Location annotation dataset excerpts:
------------------------------

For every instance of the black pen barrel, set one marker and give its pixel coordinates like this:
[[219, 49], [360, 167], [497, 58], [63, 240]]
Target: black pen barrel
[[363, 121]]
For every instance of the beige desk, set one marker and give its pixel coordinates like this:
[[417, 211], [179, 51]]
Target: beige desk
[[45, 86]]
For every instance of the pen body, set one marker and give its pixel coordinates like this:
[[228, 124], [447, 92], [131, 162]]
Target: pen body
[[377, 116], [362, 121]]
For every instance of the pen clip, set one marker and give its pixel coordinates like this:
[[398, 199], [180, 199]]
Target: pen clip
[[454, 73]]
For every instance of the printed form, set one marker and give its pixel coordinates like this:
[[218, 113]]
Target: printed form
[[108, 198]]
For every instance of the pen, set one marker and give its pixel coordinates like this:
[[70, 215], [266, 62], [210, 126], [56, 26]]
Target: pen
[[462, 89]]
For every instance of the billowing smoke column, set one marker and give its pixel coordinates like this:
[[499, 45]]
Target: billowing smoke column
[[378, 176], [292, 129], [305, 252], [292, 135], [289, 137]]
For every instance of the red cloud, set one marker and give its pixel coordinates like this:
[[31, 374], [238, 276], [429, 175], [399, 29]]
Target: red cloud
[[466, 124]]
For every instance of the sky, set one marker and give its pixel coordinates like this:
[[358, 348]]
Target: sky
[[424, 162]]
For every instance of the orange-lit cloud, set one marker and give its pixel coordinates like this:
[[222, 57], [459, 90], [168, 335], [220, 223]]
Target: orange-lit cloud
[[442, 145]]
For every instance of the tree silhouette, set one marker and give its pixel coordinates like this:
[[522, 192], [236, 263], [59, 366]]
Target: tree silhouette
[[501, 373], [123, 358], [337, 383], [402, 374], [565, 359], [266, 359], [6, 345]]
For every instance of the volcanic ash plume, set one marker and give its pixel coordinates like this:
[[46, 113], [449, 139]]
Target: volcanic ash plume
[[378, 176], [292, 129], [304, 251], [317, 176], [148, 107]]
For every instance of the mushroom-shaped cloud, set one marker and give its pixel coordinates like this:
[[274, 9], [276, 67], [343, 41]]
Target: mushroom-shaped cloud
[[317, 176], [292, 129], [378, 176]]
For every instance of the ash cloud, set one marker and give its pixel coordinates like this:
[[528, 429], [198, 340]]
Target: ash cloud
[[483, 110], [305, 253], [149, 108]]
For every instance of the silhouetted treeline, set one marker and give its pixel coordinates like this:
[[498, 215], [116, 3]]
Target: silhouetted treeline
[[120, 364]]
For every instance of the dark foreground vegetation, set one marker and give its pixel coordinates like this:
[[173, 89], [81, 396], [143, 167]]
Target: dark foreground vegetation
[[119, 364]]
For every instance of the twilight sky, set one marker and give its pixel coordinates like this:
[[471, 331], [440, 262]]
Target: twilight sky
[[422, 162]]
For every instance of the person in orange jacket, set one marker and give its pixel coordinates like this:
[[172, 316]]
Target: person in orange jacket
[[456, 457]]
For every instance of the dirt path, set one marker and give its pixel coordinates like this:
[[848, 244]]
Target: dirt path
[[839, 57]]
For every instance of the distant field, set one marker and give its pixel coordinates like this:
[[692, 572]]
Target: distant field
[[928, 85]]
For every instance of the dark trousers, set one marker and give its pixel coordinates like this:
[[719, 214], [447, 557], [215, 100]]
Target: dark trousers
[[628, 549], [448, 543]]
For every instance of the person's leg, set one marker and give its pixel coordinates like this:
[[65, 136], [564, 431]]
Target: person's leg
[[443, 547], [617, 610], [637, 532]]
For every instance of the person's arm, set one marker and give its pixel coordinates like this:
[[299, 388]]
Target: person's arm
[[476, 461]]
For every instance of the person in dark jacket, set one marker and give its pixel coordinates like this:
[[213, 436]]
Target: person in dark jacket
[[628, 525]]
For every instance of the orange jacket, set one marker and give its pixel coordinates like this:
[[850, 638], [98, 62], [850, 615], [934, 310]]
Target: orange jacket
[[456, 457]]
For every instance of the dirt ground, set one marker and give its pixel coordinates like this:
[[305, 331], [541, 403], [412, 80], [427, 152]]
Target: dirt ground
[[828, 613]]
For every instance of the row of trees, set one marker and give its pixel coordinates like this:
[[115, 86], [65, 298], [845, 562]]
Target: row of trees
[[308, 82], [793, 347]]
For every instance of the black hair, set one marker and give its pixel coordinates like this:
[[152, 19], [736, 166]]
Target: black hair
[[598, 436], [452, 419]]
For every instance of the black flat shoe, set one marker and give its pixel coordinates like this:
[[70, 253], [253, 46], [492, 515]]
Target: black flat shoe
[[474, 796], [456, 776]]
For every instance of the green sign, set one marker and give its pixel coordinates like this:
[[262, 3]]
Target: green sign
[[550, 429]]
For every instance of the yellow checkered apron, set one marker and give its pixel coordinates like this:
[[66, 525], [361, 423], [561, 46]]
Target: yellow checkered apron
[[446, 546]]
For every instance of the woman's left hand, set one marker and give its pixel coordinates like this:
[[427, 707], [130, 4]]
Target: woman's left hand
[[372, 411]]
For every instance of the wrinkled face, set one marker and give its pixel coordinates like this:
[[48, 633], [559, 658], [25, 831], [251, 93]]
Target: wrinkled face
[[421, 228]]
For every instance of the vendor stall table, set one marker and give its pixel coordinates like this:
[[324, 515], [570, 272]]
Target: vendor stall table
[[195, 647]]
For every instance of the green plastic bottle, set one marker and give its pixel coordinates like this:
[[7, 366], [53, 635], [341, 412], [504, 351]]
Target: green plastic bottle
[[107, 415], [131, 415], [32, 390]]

------------------------------

Exercise aim
Can you rewrite the records above as a Markdown table with the columns Row and Line, giving each line its own numbered row and skipping any blank lines?

Worked solution
| Row | Line |
|---|---|
| 1 | For every instance of the black pen barrel, set one marker and give its pixel coordinates like this: |
| 2 | [[219, 49], [360, 167], [497, 58], [63, 240]] |
| 3 | Target: black pen barrel |
| 4 | [[363, 121]] |
| 5 | For every instance of the beige desk, set one marker and give its pixel coordinates like this: |
| 6 | [[417, 211], [179, 51]] |
| 7 | Target: beige desk |
| 8 | [[45, 86]] |
| 9 | For every instance of the pen body, set one marker and give its pixel coordinates like this: |
| 10 | [[228, 124], [447, 92], [131, 162]] |
| 11 | Target: pen body |
| 12 | [[377, 116], [362, 121]] |
| 13 | For every instance of the pen clip, set one marker and give its pixel coordinates like this: |
| 14 | [[398, 199], [180, 199]] |
| 15 | Target: pen clip |
| 16 | [[454, 73]] |
| 17 | For every instance of the printed form, set one marker and give its pixel coordinates like this: |
| 18 | [[218, 113]] |
| 19 | Target: printed form |
| 20 | [[108, 198]] |
| 21 | For every instance of the pen, set one marker and give its pixel coordinates like this: |
| 22 | [[70, 215], [266, 62], [210, 126], [56, 26]] |
| 23 | Target: pen |
| 24 | [[462, 89]] |
| 25 | For every instance of the billowing smoke column, set one marker and give its pixel coordinates like this: |
| 26 | [[499, 45]] |
| 27 | Target: billowing smoke column |
| 28 | [[378, 176], [292, 129], [305, 252], [292, 135], [289, 137]] |
| 29 | For every instance of the red cloud, set one marker and give its pixel coordinates like this: |
| 30 | [[31, 374], [238, 276], [429, 175], [399, 29]] |
| 31 | Target: red cloud |
| 32 | [[466, 124]] |
| 33 | For every instance of the sky, set one marker and give its pixel coordinates like this: |
| 34 | [[358, 348]] |
| 35 | Target: sky |
| 36 | [[424, 162]] |
| 37 | For every instance of the orange-lit cloud, set one marker and give its pixel coordinates like this: |
| 38 | [[222, 57], [459, 90], [168, 335], [220, 223]] |
| 39 | Target: orange-lit cloud |
| 40 | [[442, 145]] |
| 41 | For every instance of the tree silhouette, set one marker and give its pixel coordinates like this: |
| 42 | [[522, 192], [236, 263], [59, 366]] |
| 43 | Target: tree silhouette |
| 44 | [[501, 373], [123, 358], [337, 383], [402, 374], [565, 359], [266, 359], [6, 345]] |
| 45 | For every instance of the volcanic ash plume, set one marker and give its pixel coordinates like this: |
| 46 | [[46, 113], [449, 139]] |
| 47 | Target: volcanic ash plume |
| 48 | [[378, 176], [292, 129], [304, 251], [317, 176], [148, 107]] |
| 49 | For every instance of the mushroom-shaped cloud, set one marker and give its pixel coordinates like this: |
| 50 | [[274, 9], [276, 67], [343, 41]] |
| 51 | Target: mushroom-shaped cloud |
| 52 | [[317, 176], [292, 129], [378, 176]] |
| 53 | For every instance of the ash cloud, set one marker and give its pixel coordinates like this: |
| 54 | [[528, 429], [198, 340]] |
| 55 | Target: ash cloud |
| 56 | [[483, 110], [305, 253], [149, 108]] |
| 57 | For every instance of the silhouetted treeline, set one marker and give its pixel coordinates like this: |
| 58 | [[498, 215], [116, 3]] |
| 59 | Target: silhouetted treeline |
| 60 | [[120, 364]] |
| 61 | For every instance of the dark foreground vegetation, set one marker and give its pixel coordinates like this: |
| 62 | [[173, 89], [81, 396], [143, 167]] |
| 63 | Target: dark foreground vegetation |
| 64 | [[119, 364]] |
| 65 | For every instance of the twilight sky, set one marker and give its pixel coordinates like this: |
| 66 | [[471, 331], [440, 262]] |
| 67 | Target: twilight sky |
| 68 | [[422, 162]] |
| 69 | For every instance of the person in orange jacket, set one marker and give its pixel coordinates like this: |
| 70 | [[172, 316]] |
| 71 | Target: person in orange jacket |
| 72 | [[456, 457]] |
| 73 | For every instance of the dirt path, set one marker and give its pixel coordinates like this: |
| 74 | [[848, 244]] |
| 75 | Target: dirt path |
| 76 | [[839, 57]] |
| 77 | For every instance of the distant field, set one marker and give its pixel coordinates like this: |
| 78 | [[692, 572]] |
| 79 | Target: distant field |
| 80 | [[928, 85]] |
| 81 | For every instance of the dark trousers, set one marker and give its pixel coordinates like this: |
| 82 | [[719, 214], [447, 557], [215, 100]] |
| 83 | Target: dark trousers |
| 84 | [[628, 549], [448, 543]] |
| 85 | For every instance of the person's leg, set one marker and give its pixel coordinates like this: |
| 86 | [[65, 136], [564, 431]] |
| 87 | Target: person's leg |
| 88 | [[443, 547], [617, 610], [637, 532]] |
| 89 | For every instance of the person's arm, set one marker and give its pixel coordinates like this: |
| 90 | [[299, 388]] |
| 91 | Target: person's arm |
| 92 | [[476, 461]] |
| 93 | For every instance of the person in dark jacket, set one marker and give its pixel coordinates like this: |
| 94 | [[213, 436]] |
| 95 | Target: person in dark jacket |
| 96 | [[628, 525]] |
| 97 | For every instance of the orange jacket, set one marker and give its pixel coordinates like this: |
| 98 | [[850, 638], [98, 62], [850, 615], [934, 310]] |
| 99 | Target: orange jacket |
| 100 | [[456, 457]] |
| 101 | For every instance of the dirt ground, set one marker and give its pixel coordinates like this: |
| 102 | [[305, 331], [541, 403], [412, 80], [427, 152]] |
| 103 | Target: dirt ground |
| 104 | [[828, 613]] |
| 105 | For every instance of the row of trees, set one marker and give its pixel coordinates like this: |
| 106 | [[115, 86], [65, 298], [845, 562]] |
| 107 | Target: row of trees |
| 108 | [[308, 82], [793, 347]] |
| 109 | For every instance of the black hair, set one marker and give its pixel coordinates like this: |
| 110 | [[152, 19], [736, 166]] |
| 111 | Target: black hair |
| 112 | [[598, 436], [452, 419]] |
| 113 | For every instance of the black flat shoe, set one marker and give its pixel coordinates like this: |
| 114 | [[70, 253], [253, 46], [492, 515]] |
| 115 | Target: black flat shoe |
| 116 | [[474, 796], [456, 776]] |
| 117 | For every instance of the green sign, set one marker and give its pixel coordinates like this: |
| 118 | [[262, 3]] |
| 119 | Target: green sign |
| 120 | [[550, 429]] |
| 121 | For every instance of the yellow checkered apron, set one marker and give its pixel coordinates like this: |
| 122 | [[66, 525], [361, 423], [561, 46]] |
| 123 | Target: yellow checkered apron |
| 124 | [[446, 546]] |
| 125 | For every instance of the woman's left hand, set one marker and give its pixel coordinates like this: |
| 126 | [[427, 707], [130, 4]] |
| 127 | Target: woman's left hand |
| 128 | [[372, 411]] |
| 129 | For every instance of the wrinkled face, set one marker and give its pixel coordinates like this: |
| 130 | [[48, 633], [559, 658], [25, 831], [251, 93]] |
| 131 | Target: wrinkled face |
| 132 | [[421, 228]] |
| 133 | For every instance of the vendor stall table, set one marker and give its pixel coordinates like this: |
| 134 | [[324, 515], [570, 272]] |
| 135 | Target: vendor stall table |
| 136 | [[195, 647]] |
| 137 | For every instance of the green plastic bottle, set one marker and give its pixel coordinates like this: |
| 138 | [[7, 366], [53, 635], [341, 412], [504, 351]] |
| 139 | Target: green plastic bottle |
| 140 | [[107, 415], [131, 415], [32, 390]] |